Substitute "note the location of each" for "record the position of each" everywhere in the records below and give them back otherwise unchanged, leaving out the pictures.

[Point annotations for photos]
## begin
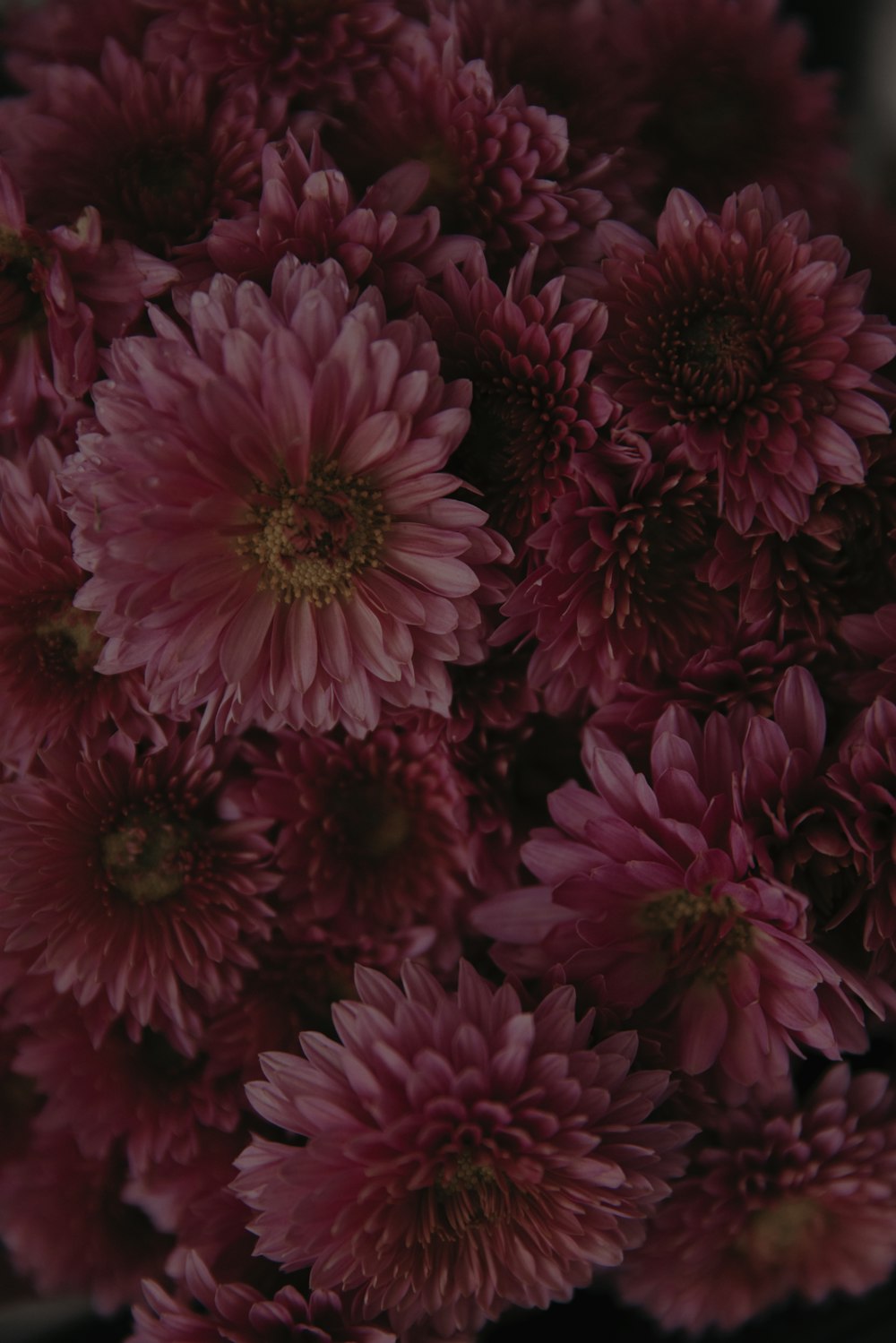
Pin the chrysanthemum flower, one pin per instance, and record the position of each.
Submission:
(156, 1100)
(47, 648)
(153, 150)
(613, 592)
(123, 879)
(650, 903)
(306, 210)
(532, 361)
(265, 514)
(872, 638)
(841, 560)
(236, 1313)
(70, 32)
(780, 1198)
(864, 782)
(308, 50)
(497, 166)
(58, 292)
(737, 678)
(723, 99)
(462, 1154)
(750, 335)
(374, 834)
(67, 1229)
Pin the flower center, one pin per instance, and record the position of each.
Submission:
(469, 1197)
(775, 1232)
(378, 825)
(164, 193)
(311, 540)
(710, 363)
(67, 646)
(700, 934)
(150, 857)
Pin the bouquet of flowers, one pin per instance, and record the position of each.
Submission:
(447, 667)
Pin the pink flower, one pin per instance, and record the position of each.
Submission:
## end
RESULT FOR THIS EXERCISE:
Pin the chrysanthemum flower, one pin per instance, and note the location of each.
Submission:
(156, 1100)
(47, 648)
(153, 150)
(613, 592)
(123, 879)
(650, 903)
(306, 210)
(532, 361)
(265, 514)
(872, 638)
(841, 560)
(236, 1313)
(70, 32)
(780, 1198)
(864, 782)
(308, 50)
(497, 166)
(58, 292)
(737, 678)
(723, 99)
(462, 1154)
(750, 335)
(374, 834)
(67, 1229)
Pin the flower center, one pin per instance, and note the location of each.
Submission:
(469, 1197)
(775, 1232)
(378, 825)
(164, 193)
(311, 540)
(710, 363)
(67, 646)
(700, 934)
(150, 857)
Pin the bouquet of flowers, one pin per instance, and note the location of each.
Submission:
(447, 667)
Pin the pink flower, one pin per instance, and note the location of each.
Submission:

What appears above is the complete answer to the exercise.